#### Exercise details:
Copy the listing below word for word from the line with "Find each missile display" to the line with "500, 1096, 646]]", including both of those lines.

#### Provided records:
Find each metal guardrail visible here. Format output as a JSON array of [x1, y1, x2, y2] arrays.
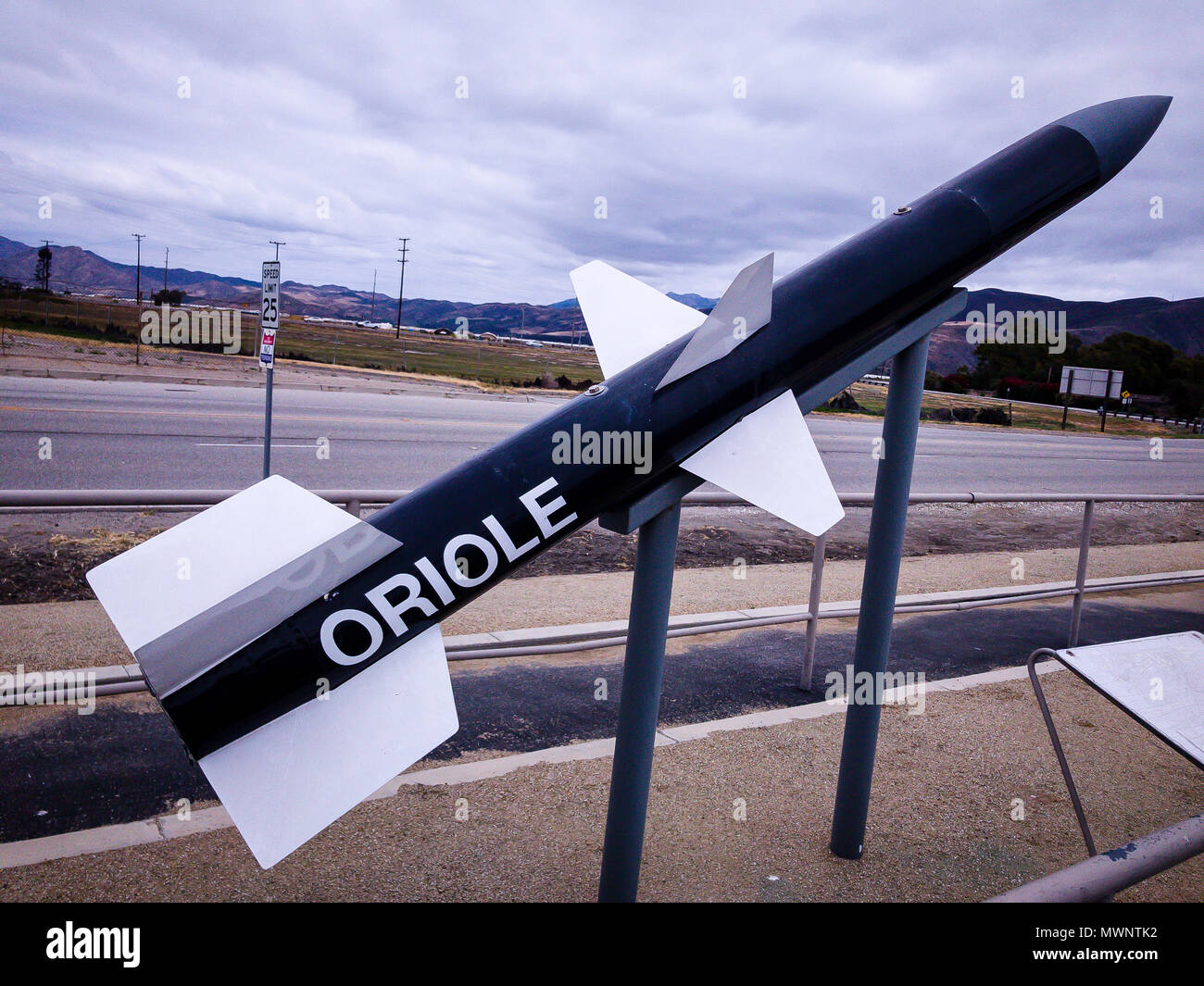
[[0, 489, 1204, 690]]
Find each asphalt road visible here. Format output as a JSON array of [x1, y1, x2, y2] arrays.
[[0, 377, 1204, 493]]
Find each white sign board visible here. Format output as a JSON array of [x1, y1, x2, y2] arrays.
[[259, 260, 281, 369], [1059, 366, 1124, 401], [1059, 630, 1204, 767]]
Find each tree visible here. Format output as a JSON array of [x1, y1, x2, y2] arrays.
[[33, 247, 55, 292]]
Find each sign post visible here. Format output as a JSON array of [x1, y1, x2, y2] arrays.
[[259, 260, 281, 480], [1059, 366, 1124, 431]]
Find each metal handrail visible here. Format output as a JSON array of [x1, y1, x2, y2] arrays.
[[0, 489, 1204, 691]]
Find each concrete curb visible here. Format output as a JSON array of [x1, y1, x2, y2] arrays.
[[0, 661, 1064, 869]]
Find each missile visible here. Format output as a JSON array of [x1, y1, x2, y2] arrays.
[[88, 96, 1171, 867]]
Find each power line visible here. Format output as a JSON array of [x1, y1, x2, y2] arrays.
[[397, 236, 409, 342]]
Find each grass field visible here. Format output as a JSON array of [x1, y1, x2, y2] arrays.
[[0, 296, 602, 386], [0, 289, 1192, 438]]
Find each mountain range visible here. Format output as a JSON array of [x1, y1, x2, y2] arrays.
[[0, 236, 1204, 373]]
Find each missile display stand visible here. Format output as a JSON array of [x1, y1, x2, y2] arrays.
[[598, 289, 966, 903]]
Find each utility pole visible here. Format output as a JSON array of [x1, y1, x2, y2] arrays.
[[36, 240, 57, 329], [130, 232, 147, 366], [397, 236, 409, 343], [259, 240, 288, 480]]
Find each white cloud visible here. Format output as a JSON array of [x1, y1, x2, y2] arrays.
[[0, 0, 1204, 302]]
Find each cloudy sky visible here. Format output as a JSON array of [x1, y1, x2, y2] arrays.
[[0, 0, 1204, 302]]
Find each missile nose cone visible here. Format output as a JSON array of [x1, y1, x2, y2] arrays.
[[1054, 96, 1171, 184]]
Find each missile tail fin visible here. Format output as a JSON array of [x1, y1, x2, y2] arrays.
[[682, 390, 844, 537], [657, 253, 773, 390], [569, 260, 706, 377], [88, 476, 458, 868]]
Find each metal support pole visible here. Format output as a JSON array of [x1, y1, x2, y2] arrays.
[[798, 533, 827, 691], [598, 501, 682, 903], [264, 368, 272, 480], [1028, 648, 1096, 856], [831, 336, 928, 859], [1067, 500, 1096, 646]]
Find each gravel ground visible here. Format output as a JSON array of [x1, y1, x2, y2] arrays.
[[0, 542, 1204, 670], [0, 673, 1204, 902]]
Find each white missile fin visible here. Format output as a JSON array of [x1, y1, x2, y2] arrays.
[[657, 253, 773, 390], [569, 260, 707, 378], [199, 626, 460, 869], [88, 476, 361, 651], [88, 476, 458, 868], [682, 390, 844, 537]]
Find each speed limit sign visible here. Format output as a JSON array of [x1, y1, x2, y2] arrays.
[[259, 260, 281, 369]]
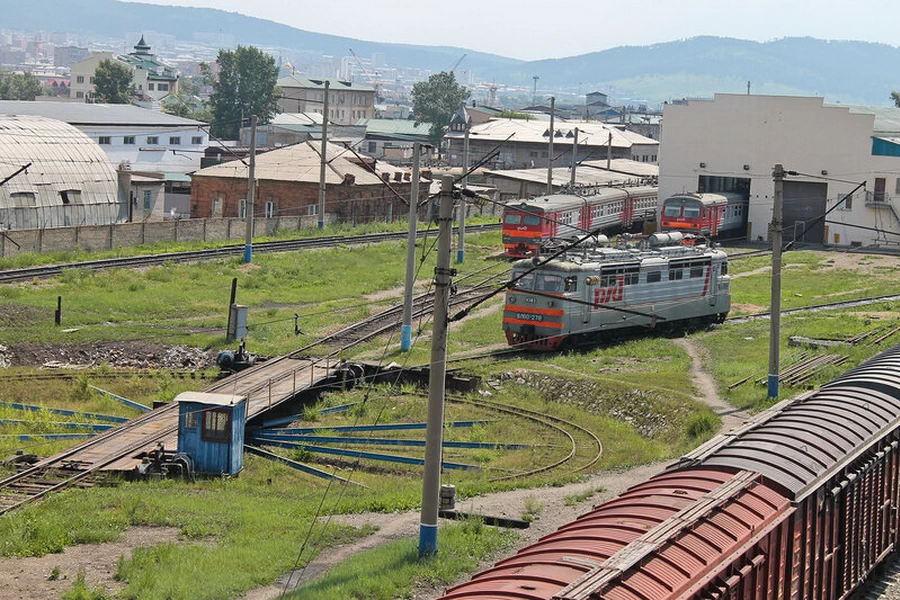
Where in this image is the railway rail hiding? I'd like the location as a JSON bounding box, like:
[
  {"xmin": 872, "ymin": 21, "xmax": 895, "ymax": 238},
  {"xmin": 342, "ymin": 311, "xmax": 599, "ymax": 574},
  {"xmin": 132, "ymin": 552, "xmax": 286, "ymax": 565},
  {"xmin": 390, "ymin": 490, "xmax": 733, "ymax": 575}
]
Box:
[{"xmin": 0, "ymin": 223, "xmax": 500, "ymax": 283}]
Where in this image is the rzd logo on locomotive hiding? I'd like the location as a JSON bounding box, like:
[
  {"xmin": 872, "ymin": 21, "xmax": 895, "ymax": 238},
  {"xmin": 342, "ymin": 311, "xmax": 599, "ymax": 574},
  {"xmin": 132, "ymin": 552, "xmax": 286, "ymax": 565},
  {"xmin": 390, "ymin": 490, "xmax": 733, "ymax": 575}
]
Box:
[{"xmin": 594, "ymin": 275, "xmax": 625, "ymax": 308}]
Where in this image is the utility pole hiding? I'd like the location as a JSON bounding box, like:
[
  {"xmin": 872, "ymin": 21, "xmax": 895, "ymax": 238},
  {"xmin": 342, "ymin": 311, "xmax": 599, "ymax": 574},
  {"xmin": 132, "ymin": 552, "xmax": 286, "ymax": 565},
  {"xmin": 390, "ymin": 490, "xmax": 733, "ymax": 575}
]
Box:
[
  {"xmin": 768, "ymin": 163, "xmax": 784, "ymax": 398},
  {"xmin": 456, "ymin": 111, "xmax": 469, "ymax": 264},
  {"xmin": 244, "ymin": 115, "xmax": 259, "ymax": 264},
  {"xmin": 319, "ymin": 79, "xmax": 328, "ymax": 229},
  {"xmin": 547, "ymin": 96, "xmax": 556, "ymax": 196},
  {"xmin": 569, "ymin": 127, "xmax": 578, "ymax": 190},
  {"xmin": 419, "ymin": 175, "xmax": 455, "ymax": 557},
  {"xmin": 400, "ymin": 142, "xmax": 422, "ymax": 352},
  {"xmin": 606, "ymin": 131, "xmax": 612, "ymax": 171}
]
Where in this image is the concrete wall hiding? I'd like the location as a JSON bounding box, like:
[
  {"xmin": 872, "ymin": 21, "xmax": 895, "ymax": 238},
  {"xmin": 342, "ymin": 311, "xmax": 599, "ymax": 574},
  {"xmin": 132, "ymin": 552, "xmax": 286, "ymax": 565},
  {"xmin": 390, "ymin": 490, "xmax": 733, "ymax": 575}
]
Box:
[
  {"xmin": 0, "ymin": 216, "xmax": 318, "ymax": 257},
  {"xmin": 659, "ymin": 94, "xmax": 900, "ymax": 245}
]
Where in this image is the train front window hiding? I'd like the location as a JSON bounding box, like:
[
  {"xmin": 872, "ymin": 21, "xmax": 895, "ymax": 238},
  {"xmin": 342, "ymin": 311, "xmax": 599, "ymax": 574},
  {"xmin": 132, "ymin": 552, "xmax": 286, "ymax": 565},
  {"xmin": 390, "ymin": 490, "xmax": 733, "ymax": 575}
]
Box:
[
  {"xmin": 663, "ymin": 204, "xmax": 681, "ymax": 217},
  {"xmin": 535, "ymin": 274, "xmax": 562, "ymax": 292},
  {"xmin": 512, "ymin": 273, "xmax": 534, "ymax": 290}
]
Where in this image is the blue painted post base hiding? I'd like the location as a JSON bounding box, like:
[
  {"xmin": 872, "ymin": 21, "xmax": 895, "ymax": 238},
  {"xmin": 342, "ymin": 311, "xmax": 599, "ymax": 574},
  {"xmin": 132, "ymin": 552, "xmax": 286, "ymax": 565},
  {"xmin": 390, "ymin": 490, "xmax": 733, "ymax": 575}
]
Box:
[
  {"xmin": 400, "ymin": 325, "xmax": 412, "ymax": 352},
  {"xmin": 419, "ymin": 523, "xmax": 437, "ymax": 558}
]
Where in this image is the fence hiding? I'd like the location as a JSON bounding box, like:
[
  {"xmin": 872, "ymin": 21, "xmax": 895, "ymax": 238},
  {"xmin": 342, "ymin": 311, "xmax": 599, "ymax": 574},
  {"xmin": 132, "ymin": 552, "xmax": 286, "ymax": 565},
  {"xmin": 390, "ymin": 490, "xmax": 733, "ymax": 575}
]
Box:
[{"xmin": 0, "ymin": 215, "xmax": 318, "ymax": 257}]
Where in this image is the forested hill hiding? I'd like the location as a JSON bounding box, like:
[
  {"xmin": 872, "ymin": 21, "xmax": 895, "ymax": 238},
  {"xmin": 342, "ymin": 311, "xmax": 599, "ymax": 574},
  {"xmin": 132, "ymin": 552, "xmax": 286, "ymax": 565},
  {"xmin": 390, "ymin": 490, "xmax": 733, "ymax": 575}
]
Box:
[{"xmin": 7, "ymin": 0, "xmax": 900, "ymax": 106}]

#### Output of the exercise:
Find each missile display stand visible here. Format output as a JSON array of [x1, y1, x2, y2] arrays.
[[598, 289, 966, 903]]
Find each utility pole visible here. Format output as a JSON array of [x1, y1, x2, y2] arrays.
[[36, 240, 57, 329], [130, 232, 147, 366], [397, 236, 409, 343], [259, 240, 288, 480]]
Find each white cloud visible here. Format output as a JSON array of [x1, y1, x2, y2] arrays.
[[0, 0, 1204, 302]]
Find each cloudy sky visible here. Format output as a JSON array of [x1, y1, x2, y2] arrays.
[[0, 0, 1204, 302]]
Find each missile nose cone visible here. Format output as a JSON array of [x1, y1, x2, y2] arrays.
[[1054, 96, 1171, 184]]
Find each missile tail fin visible here. Format output as a JSON array of [x1, y1, x2, y2] arrays.
[[682, 390, 844, 537], [657, 253, 773, 390], [569, 260, 706, 377], [88, 476, 458, 868]]
Find each metal support pole visible here. Format output as a JSON array of [x1, y1, x2, y2] arrays.
[[798, 533, 827, 691], [598, 501, 682, 903], [264, 368, 272, 480], [1028, 648, 1096, 856], [831, 336, 928, 859], [1067, 500, 1096, 646]]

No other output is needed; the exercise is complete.